>> BEGIN Input
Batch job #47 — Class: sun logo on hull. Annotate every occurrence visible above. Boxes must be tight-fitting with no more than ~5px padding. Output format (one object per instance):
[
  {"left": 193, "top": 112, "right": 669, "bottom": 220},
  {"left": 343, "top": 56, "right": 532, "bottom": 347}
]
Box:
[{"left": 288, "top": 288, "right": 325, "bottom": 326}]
>> END Input
Exercise instructions – Add 80 to every box coordinate in the answers, but not to the numbers in the format sample. Then write out all of the material above again, every line included.

Correct result –
Batch job #47 — Class: sun logo on hull. Annotate every occurrence visible above. Boxes must be tight-fitting with no more than ~5px padding. Output format (one object per instance):
[
  {"left": 193, "top": 112, "right": 669, "bottom": 220},
  {"left": 343, "top": 56, "right": 532, "bottom": 347}
]
Box:
[{"left": 368, "top": 368, "right": 405, "bottom": 406}]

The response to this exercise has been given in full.